Exercise details: Extract verbatim every line from the one containing "Can you see the tent" to the final line of the records below, inclusive, and exclude all pictures.

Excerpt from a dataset
◆ ◆ ◆ ◆ ◆
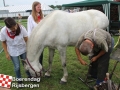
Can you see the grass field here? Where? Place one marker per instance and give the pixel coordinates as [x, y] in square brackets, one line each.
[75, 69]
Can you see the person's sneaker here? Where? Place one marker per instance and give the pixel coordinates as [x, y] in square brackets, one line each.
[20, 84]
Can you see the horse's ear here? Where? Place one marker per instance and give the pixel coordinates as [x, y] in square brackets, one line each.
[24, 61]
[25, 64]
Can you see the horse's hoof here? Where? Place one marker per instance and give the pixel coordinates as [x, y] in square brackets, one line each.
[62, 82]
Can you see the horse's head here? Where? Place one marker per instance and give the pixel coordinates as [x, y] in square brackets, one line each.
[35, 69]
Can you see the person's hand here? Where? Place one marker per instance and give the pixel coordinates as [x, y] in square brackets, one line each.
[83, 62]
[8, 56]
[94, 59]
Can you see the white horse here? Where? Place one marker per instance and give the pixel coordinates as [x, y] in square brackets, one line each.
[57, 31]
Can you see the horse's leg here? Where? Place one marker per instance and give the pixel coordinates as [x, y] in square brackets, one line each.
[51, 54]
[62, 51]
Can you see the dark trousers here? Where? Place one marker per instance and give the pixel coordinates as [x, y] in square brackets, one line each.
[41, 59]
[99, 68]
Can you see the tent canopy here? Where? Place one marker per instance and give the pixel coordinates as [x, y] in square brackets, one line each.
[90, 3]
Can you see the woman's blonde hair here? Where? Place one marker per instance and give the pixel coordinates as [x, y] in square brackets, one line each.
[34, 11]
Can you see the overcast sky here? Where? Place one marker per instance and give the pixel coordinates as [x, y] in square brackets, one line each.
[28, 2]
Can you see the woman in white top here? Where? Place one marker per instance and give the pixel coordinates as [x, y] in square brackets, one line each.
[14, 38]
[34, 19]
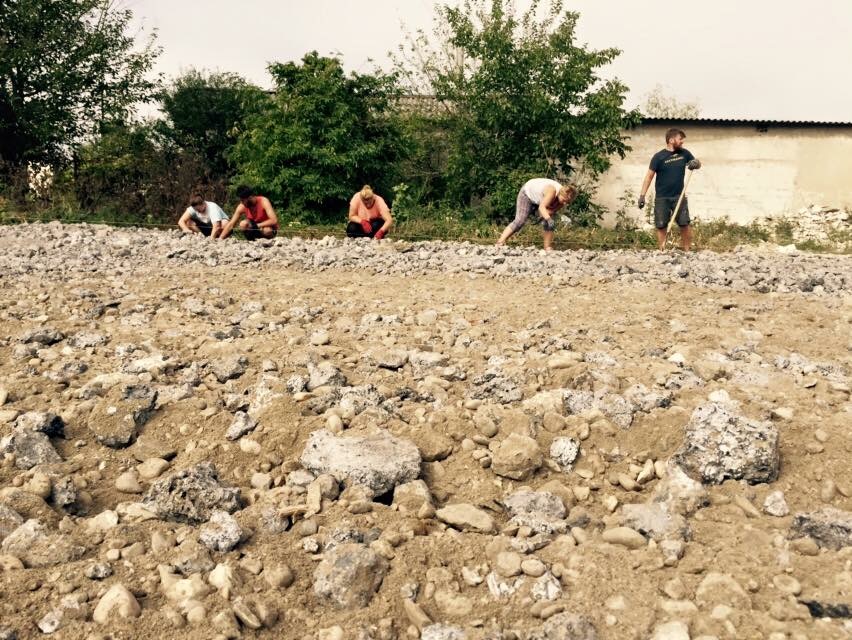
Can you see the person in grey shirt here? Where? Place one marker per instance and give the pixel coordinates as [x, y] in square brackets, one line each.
◆ ◆ ◆ ◆ ◆
Written answer:
Can you see the tent canopy here? Where? Place one marker per instance and give the pixel coordinates as [x, y] in square brackets, one line each.
[90, 3]
Can you see the woman's blonde hair here? Where? Place one marker per instance and give the pixel coordinates as [x, y] in square brackets, one line each.
[34, 11]
Can you see the overcast sky here? Where? Place one marker per instance and give the pixel coordinates as [x, y] in square brackets, one line each.
[28, 2]
Can you see the woman in white top here? Where? Place one marker per instance and give the pixel coordinates as [x, y] in square brackets, one line each.
[14, 38]
[34, 19]
Can you see the person in grey shirt here? Where? Place one marker per instance and give the pixel coordinates as [x, y] in square brackets, one line each.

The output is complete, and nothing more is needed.